## [WHAT YOU SHOULD DO]
Please find every line in the rows below that contains the word "wheel" and copy each one out in full.

## [GIVEN DATA]
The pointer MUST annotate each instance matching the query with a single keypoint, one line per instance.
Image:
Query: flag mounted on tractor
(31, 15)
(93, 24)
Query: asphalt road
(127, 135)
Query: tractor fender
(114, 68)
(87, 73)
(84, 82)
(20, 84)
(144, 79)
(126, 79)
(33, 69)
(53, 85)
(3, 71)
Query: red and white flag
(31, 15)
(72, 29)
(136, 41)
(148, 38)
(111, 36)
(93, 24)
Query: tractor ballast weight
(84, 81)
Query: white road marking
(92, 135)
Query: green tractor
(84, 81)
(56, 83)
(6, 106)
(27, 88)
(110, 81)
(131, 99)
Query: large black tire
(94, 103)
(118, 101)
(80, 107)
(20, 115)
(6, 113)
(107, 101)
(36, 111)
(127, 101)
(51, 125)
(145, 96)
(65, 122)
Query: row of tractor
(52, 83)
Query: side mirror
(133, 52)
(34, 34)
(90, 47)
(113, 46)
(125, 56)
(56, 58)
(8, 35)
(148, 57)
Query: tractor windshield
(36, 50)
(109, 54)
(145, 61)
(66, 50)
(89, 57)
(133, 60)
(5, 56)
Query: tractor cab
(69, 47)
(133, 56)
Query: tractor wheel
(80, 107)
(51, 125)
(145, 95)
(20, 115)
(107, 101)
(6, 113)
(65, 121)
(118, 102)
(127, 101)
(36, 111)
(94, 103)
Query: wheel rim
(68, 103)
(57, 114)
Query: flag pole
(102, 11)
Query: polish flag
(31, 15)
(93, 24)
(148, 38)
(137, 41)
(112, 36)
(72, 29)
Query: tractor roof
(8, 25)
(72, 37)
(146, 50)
---
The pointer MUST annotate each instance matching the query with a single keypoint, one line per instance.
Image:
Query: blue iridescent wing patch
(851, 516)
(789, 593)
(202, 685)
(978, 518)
* * *
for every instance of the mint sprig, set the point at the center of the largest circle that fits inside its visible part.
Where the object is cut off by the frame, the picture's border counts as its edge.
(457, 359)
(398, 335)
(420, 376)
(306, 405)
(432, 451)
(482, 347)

## [EXERCISE RESPONSE]
Query: tractor wheel
Query: wheel rim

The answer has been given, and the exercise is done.